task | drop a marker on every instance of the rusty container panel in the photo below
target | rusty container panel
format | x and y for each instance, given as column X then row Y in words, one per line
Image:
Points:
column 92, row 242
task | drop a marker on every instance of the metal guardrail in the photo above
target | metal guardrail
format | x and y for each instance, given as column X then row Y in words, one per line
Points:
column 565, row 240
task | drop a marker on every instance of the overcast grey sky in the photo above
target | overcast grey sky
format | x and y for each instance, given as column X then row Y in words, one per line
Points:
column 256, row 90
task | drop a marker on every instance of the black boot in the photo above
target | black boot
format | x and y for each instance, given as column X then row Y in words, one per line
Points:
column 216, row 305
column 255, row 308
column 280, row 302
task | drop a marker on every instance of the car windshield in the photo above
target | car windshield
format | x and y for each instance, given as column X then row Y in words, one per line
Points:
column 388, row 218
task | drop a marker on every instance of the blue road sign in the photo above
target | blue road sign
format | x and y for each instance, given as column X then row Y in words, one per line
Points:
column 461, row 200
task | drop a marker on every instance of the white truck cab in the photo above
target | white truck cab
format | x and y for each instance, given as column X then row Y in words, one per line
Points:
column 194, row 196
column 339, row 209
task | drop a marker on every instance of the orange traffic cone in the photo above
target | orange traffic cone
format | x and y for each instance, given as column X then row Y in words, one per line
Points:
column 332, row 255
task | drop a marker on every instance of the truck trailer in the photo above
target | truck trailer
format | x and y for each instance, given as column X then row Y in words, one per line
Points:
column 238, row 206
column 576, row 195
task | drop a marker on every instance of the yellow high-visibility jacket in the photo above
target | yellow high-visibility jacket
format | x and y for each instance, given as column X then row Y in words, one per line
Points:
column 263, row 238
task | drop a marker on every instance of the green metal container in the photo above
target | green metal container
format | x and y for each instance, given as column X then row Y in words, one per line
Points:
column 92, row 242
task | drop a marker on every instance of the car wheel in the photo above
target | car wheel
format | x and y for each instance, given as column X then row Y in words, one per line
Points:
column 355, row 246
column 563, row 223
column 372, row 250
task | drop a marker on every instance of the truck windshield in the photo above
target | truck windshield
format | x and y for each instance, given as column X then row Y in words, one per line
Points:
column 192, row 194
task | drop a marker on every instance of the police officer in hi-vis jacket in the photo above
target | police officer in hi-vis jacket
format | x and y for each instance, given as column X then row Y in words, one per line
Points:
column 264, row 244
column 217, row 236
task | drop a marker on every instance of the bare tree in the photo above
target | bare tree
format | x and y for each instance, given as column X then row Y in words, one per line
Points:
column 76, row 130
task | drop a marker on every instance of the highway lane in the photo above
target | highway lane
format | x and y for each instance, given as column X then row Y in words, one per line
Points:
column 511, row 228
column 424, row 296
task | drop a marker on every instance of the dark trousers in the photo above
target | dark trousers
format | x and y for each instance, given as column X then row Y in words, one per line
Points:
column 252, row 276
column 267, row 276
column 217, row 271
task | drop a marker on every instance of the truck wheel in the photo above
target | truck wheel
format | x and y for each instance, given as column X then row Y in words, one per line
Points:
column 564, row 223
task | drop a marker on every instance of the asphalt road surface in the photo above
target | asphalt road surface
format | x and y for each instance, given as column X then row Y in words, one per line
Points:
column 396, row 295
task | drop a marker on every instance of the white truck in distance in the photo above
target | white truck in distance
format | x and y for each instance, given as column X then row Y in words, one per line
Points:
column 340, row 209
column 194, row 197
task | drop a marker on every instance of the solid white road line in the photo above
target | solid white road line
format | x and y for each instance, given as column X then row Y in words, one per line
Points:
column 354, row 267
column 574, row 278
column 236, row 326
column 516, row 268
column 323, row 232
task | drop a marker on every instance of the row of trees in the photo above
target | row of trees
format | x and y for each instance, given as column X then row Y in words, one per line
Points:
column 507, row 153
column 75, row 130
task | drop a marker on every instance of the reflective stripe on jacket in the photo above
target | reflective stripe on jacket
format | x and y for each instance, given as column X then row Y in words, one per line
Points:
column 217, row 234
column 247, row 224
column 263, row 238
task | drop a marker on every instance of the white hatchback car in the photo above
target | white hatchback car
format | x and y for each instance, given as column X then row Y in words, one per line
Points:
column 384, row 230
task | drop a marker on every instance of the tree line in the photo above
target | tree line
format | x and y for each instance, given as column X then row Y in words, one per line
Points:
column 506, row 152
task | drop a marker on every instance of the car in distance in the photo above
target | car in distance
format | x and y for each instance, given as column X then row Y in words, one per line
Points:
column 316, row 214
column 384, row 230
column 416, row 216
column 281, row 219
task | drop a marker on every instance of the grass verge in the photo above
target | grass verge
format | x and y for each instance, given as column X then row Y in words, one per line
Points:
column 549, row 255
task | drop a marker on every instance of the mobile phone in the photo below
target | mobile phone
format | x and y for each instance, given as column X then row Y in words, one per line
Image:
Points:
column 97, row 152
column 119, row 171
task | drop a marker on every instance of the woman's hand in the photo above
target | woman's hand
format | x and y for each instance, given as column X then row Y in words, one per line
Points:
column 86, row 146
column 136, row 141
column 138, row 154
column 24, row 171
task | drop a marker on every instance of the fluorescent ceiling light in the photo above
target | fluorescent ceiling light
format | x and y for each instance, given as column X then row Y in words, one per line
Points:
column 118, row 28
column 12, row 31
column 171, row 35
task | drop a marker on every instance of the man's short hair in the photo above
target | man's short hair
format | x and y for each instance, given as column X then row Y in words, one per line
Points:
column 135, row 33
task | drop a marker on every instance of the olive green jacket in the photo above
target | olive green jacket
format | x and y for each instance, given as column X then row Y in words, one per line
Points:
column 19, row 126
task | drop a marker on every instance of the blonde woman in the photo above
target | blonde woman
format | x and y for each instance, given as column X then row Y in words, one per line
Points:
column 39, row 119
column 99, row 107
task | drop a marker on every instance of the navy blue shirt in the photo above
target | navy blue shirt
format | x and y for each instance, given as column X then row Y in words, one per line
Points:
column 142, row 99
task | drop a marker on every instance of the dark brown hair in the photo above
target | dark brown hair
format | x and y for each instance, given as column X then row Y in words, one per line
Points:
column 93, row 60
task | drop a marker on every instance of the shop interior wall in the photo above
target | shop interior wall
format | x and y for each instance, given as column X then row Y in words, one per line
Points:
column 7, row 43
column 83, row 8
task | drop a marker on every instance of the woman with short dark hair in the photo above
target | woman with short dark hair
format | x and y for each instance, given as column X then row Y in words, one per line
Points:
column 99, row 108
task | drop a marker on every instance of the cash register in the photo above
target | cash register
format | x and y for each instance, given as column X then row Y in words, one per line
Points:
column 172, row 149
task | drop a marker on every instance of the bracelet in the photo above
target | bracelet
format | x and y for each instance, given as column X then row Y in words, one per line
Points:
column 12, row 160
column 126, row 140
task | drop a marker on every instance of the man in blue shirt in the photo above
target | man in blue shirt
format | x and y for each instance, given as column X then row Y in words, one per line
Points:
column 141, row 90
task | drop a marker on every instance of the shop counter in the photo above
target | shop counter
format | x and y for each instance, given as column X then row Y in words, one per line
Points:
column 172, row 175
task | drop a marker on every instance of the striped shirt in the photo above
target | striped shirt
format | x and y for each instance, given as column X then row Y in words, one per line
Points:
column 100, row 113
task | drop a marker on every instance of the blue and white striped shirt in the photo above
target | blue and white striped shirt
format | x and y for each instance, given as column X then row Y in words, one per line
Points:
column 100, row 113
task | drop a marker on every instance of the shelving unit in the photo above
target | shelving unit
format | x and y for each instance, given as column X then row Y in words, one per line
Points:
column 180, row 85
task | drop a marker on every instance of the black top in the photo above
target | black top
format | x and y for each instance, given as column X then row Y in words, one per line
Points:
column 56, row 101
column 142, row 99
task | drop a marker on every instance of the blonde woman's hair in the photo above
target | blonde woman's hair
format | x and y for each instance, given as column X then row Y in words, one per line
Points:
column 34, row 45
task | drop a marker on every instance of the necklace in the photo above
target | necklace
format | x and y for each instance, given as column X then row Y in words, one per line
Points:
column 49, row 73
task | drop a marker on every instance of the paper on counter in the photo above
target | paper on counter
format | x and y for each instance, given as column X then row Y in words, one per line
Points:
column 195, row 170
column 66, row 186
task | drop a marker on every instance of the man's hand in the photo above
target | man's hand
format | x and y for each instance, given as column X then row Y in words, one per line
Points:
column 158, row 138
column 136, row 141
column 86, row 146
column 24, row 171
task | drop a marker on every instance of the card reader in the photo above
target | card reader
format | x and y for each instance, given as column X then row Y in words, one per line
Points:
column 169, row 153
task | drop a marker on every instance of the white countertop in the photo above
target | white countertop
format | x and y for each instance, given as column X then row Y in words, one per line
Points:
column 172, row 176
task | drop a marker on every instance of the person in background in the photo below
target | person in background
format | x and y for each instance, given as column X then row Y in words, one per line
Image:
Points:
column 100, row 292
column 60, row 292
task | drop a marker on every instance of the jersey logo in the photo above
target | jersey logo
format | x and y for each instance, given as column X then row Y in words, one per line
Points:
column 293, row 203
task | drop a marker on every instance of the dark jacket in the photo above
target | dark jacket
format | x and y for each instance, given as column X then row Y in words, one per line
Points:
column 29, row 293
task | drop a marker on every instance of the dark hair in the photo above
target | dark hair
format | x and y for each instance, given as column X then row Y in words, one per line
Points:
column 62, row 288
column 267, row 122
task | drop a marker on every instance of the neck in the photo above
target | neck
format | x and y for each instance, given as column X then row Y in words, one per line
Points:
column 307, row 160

---*---

● Written request:
Give the part of the records above that opens with the line containing "trailer in the photo above" and closes with the line containing "column 576, row 195" as a numbered list, leaving out any blank lines.

● Result of this task:
1. task | drop a marker on every instance of the truck trailer in the photo above
2. target | truck trailer
3. format | x and y for each instance, given as column X then row Y in words, one per line
4. Points:
5. column 238, row 206
6. column 576, row 195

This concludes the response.